Exercise brief = Write out every single entry exactly.
:: Entries provided
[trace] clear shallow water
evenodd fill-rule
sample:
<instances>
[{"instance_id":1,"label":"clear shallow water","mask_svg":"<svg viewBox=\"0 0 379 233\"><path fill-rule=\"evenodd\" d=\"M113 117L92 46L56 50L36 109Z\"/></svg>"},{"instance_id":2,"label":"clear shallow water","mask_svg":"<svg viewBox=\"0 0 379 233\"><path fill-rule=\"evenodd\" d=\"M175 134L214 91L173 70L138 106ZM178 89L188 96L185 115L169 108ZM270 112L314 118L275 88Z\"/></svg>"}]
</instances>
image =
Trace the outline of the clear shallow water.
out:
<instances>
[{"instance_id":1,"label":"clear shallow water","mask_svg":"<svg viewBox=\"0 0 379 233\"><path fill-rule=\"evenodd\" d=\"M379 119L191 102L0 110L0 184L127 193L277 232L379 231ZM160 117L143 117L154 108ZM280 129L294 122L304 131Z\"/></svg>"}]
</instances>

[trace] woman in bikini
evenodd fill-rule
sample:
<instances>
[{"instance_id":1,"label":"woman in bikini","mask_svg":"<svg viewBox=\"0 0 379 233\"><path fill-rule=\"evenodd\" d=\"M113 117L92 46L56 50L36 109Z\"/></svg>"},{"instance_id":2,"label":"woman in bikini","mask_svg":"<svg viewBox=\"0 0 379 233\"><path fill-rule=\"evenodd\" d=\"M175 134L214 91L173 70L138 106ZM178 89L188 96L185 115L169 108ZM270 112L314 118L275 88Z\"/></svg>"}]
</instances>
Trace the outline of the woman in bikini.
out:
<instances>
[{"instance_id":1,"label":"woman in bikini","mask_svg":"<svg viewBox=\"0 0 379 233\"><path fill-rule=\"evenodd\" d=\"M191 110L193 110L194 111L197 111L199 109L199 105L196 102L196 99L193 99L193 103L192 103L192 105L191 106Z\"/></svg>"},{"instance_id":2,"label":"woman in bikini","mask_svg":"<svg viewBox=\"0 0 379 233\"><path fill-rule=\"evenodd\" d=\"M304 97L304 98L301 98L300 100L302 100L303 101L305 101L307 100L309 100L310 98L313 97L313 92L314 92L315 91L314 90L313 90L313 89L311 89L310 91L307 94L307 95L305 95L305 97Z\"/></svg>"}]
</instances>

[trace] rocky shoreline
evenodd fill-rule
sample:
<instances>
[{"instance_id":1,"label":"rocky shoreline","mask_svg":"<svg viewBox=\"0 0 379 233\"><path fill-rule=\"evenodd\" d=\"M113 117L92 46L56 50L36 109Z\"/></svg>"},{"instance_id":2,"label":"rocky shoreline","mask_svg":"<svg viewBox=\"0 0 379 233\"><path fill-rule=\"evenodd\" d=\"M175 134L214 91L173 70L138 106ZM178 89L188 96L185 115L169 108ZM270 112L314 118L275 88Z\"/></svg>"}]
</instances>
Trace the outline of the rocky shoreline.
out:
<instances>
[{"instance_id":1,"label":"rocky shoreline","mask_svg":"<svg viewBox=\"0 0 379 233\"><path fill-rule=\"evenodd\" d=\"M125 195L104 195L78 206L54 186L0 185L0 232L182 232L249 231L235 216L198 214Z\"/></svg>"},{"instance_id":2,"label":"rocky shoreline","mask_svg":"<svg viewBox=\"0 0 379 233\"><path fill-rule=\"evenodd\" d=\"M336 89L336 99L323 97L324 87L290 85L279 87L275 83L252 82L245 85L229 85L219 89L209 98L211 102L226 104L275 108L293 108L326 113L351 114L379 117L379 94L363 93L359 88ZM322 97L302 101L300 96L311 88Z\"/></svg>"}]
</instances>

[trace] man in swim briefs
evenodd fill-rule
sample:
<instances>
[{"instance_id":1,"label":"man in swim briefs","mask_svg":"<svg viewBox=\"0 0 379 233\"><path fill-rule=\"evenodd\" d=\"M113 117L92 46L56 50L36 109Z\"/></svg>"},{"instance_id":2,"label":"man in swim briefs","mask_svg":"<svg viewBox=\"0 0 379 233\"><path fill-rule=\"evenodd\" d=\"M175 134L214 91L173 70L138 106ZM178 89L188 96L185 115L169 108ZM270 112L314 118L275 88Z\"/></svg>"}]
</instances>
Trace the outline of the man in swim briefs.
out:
::::
Written answer =
[trace] clear shallow water
evenodd fill-rule
sample:
<instances>
[{"instance_id":1,"label":"clear shallow water","mask_svg":"<svg viewBox=\"0 0 379 233\"><path fill-rule=\"evenodd\" d=\"M113 117L92 46L56 50L36 109Z\"/></svg>"},{"instance_id":2,"label":"clear shallow water","mask_svg":"<svg viewBox=\"0 0 379 233\"><path fill-rule=\"evenodd\" d=\"M175 134L214 91L173 70L138 106ZM178 89L188 96L185 115L169 108ZM270 112L314 118L275 88Z\"/></svg>"}]
</instances>
image =
Trace the outline of the clear shallow water.
out:
<instances>
[{"instance_id":1,"label":"clear shallow water","mask_svg":"<svg viewBox=\"0 0 379 233\"><path fill-rule=\"evenodd\" d=\"M379 119L191 102L0 110L0 184L127 193L277 232L379 231ZM160 117L143 117L154 108ZM280 129L294 122L304 131Z\"/></svg>"}]
</instances>

[trace] woman in bikini
evenodd fill-rule
sample:
<instances>
[{"instance_id":1,"label":"woman in bikini","mask_svg":"<svg viewBox=\"0 0 379 233\"><path fill-rule=\"evenodd\" d=\"M113 117L92 46L56 50L36 109Z\"/></svg>"},{"instance_id":2,"label":"woman in bikini","mask_svg":"<svg viewBox=\"0 0 379 233\"><path fill-rule=\"evenodd\" d=\"M175 134L214 91L173 70L138 106ZM178 89L188 96L185 115L169 108ZM270 112L314 118L275 88Z\"/></svg>"}]
</instances>
Trace the outline of the woman in bikini.
out:
<instances>
[{"instance_id":1,"label":"woman in bikini","mask_svg":"<svg viewBox=\"0 0 379 233\"><path fill-rule=\"evenodd\" d=\"M191 110L193 110L194 111L197 111L199 109L199 105L196 102L196 99L193 99L193 103L192 103L192 105L191 106Z\"/></svg>"},{"instance_id":2,"label":"woman in bikini","mask_svg":"<svg viewBox=\"0 0 379 233\"><path fill-rule=\"evenodd\" d=\"M304 97L304 98L301 98L300 100L302 100L303 101L305 101L307 100L309 100L310 98L313 97L313 92L314 92L315 91L314 90L313 90L313 89L311 89L310 91L307 94L307 95L305 95L305 97Z\"/></svg>"}]
</instances>

[trace] rocky shoreline
evenodd fill-rule
sample:
<instances>
[{"instance_id":1,"label":"rocky shoreline","mask_svg":"<svg viewBox=\"0 0 379 233\"><path fill-rule=\"evenodd\" d=\"M113 117L92 46L56 50L36 109Z\"/></svg>"},{"instance_id":2,"label":"rocky shoreline","mask_svg":"<svg viewBox=\"0 0 379 233\"><path fill-rule=\"evenodd\" d=\"M175 134L214 91L173 70L138 106ZM178 89L188 96L185 115L169 108ZM270 112L314 118L275 88Z\"/></svg>"}]
</instances>
Trace the outline of the rocky shoreline.
out:
<instances>
[{"instance_id":1,"label":"rocky shoreline","mask_svg":"<svg viewBox=\"0 0 379 233\"><path fill-rule=\"evenodd\" d=\"M125 195L104 195L78 206L54 186L0 185L0 232L182 232L249 231L235 216L198 214Z\"/></svg>"},{"instance_id":2,"label":"rocky shoreline","mask_svg":"<svg viewBox=\"0 0 379 233\"><path fill-rule=\"evenodd\" d=\"M336 89L336 99L323 97L324 87L290 85L279 87L275 83L252 82L245 85L229 85L219 89L209 98L211 102L226 104L275 108L293 108L326 113L351 114L379 117L379 94L363 93L359 88ZM322 97L302 101L300 96L311 88Z\"/></svg>"}]
</instances>

[trace] man in swim briefs
evenodd fill-rule
sample:
<instances>
[{"instance_id":1,"label":"man in swim briefs","mask_svg":"<svg viewBox=\"0 0 379 233\"><path fill-rule=\"evenodd\" d=\"M113 117L92 46L56 50L36 109Z\"/></svg>"},{"instance_id":2,"label":"man in swim briefs","mask_svg":"<svg viewBox=\"0 0 379 233\"><path fill-rule=\"evenodd\" d=\"M175 134L214 91L173 70L138 106ZM178 89L188 96L185 115L169 108ZM270 112L314 118L275 88Z\"/></svg>"}]
</instances>
Trace the outline of the man in swim briefs.
out:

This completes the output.